■ Natural-language object grounding data
────
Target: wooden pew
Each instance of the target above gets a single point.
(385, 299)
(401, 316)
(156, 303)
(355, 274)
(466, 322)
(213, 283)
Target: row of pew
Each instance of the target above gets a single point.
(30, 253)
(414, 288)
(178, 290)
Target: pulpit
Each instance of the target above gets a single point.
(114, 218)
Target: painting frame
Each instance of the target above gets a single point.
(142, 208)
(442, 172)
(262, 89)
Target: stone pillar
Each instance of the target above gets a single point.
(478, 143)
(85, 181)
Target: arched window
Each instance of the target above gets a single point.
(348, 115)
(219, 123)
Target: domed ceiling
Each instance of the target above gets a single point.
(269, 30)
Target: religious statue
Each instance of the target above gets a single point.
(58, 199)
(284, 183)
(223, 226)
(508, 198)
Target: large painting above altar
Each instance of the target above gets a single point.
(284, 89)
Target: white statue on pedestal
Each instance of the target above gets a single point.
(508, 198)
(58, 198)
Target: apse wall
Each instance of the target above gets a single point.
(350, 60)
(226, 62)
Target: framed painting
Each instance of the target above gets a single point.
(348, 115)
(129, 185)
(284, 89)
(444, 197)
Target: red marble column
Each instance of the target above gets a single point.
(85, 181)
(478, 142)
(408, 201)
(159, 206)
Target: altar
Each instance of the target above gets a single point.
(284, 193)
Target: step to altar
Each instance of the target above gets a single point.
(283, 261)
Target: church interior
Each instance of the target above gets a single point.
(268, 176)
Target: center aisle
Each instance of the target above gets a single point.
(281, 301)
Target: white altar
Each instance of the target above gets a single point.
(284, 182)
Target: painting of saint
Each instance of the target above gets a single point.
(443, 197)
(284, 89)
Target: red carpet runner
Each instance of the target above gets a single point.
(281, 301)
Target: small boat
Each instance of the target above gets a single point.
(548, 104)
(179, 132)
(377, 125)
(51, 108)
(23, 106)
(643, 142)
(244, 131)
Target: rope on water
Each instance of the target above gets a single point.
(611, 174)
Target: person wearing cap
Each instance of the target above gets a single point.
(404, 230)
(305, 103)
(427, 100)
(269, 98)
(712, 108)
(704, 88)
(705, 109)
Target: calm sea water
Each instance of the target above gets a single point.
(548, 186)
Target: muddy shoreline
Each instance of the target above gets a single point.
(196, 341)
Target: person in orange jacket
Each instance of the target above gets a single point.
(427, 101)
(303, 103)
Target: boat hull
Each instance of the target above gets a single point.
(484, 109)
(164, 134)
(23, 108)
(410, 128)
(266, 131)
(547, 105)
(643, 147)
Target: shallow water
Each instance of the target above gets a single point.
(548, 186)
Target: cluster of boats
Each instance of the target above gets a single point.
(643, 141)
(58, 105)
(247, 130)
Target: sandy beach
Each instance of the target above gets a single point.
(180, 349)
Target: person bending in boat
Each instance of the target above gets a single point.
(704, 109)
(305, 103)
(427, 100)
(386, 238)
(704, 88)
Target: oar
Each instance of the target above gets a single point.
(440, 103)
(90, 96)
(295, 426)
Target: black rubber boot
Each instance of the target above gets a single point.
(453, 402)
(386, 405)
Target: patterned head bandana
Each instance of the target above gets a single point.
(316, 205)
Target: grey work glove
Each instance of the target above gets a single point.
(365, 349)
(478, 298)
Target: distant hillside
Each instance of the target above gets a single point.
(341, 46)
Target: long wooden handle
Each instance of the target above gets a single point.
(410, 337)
────
■ Directions
A complete answer lists each line of the data that holds the word "wooden".

■ Task output
Target: wooden pew
Target: long wooden handle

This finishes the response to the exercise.